• _Task to carry out_
Proceed with the passage on the degradable valve sleeve, writing onward from its final sentence.

Each valve 1 is activated as illustrated in FIGS. 2B-2E. In FIG. 2B, the valve 1 is in the closed position. The main passage 11 is open, and the ports 13a,b are blocked by the sleeve 12. In FIG. 2C, a ball 15 has been dropped from surface and has landed in the seat 14. The ball 15 seals (fully or partially) against the seat 14. By applying a pressure from surface to the production string 104, for example by pumping a hydraulic fracturing fluid into the production string 104, the pressure force acting on the ball 15 and on the sleeve 12 will urge the sleeve 12 towards its open position. This situation is illustrated in FIG. 2D. The openings 16a,b are now aligned with the ports 13a,b, so that fluid communication is available between the production string 104 and the outside of the valve 1. Fracturing of the formation in that section can thus be carried out.

When pumping hydraulic fracturing fluid through the valve 1 and through the openings 16a,b, the coating or layer material on the sleeve 12 will be eroded away by the fracturing fluid. The fracturing fluid may comprise sand or other particles, which in particular may accelerate this erosion, and in particular in, and in the vicinity of, the openings 16a,b where the flow velocities and accelerations are high. Consequently, the degradable material of the sleeve 12 body will be exposed to the well fluids, and will start to degrade. The degradation may be, for example, the degradable material dissolving, corroding, disintegrating, or otherwise be removed or eliminated when in contact with well fluids. FIG. 2E illustrates the progressing degradation process, in the first instance in the region around the openings 16a,b and gradually progressing to the rest of the sleeve 12 body.

The sleeve 12 will then continue to degrade through reaction with well fluids, to the point where essentially the entire sleeve 12 is gone. Consequently, there will be no restrictions in the main passage 11, and essentially the full inner diameter of the production string 104 is available also through the valve 1. This ensures that the valve 1 does not pose a flow restriction for well fluids during production, and allows later use of tools (for example wireline tools) in the production tubing 104 without having to, for example, machine out the sleeve 12.

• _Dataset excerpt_
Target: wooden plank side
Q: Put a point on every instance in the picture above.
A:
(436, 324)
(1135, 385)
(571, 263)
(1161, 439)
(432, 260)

• _Written response_
The ball 15 may also be made of a degradable material such that the ball 15 also dissolves. For example, the ball 15 may comprise an aluminum-based alloy matrix containing gallium. The material properties of the ball 15 and the sleeve 12 may be chosen so that the ball 15 dissolves faster than the sleeve 12, or vice versa.

FIGS. 3A-3D show an embodiment of a valve 1. In this embodiment, the sleeve 12 does not comprise openings, but is arranged to be movable such as to, in a closed position, block the ports 13a,b, and, in an open position, uncover the ports 13a,b.

FIG. 3A shows the valve 1 in the closed position. In this embodiment, the valve 1 further comprises split fingers 30 which are arranged such as to form the seat 14. The split fingers 30 are pivotable and supported by a conical section of the housing 10 such that when the sleeve 12 is moved, the outer support of the split fingers 30 is removed. The seat 14 is thus retracted outwardly such that a ball 15 no longer finds support in the seat 14 and is permitted to proceed further downwards in the passage 11.

FIG. 3B illustrates the valve 1 when a ball 15 has landed in the seat 14 formed by the split fingers 30. The production string 104 can now be pressurized from above, in order to move the sleeve 12 in the valve 1. FIG. 3C shows the valve 1 in its open position, i.e. having uncovered the ports 13a,b. Fluid from the production string 104 is thus permitted to flow out of the ports 13a,b. When the fluid flows past the part of the sleeve 12 immediately adjacent the ports 13a,b (in this case the upper end of the sleeve 12), it will erode away the coating on this part, and the degradable material will be exposed to the well fluids and start to dissolve. FIG. 3C also shows, illustratively, this process of degradation having commenced.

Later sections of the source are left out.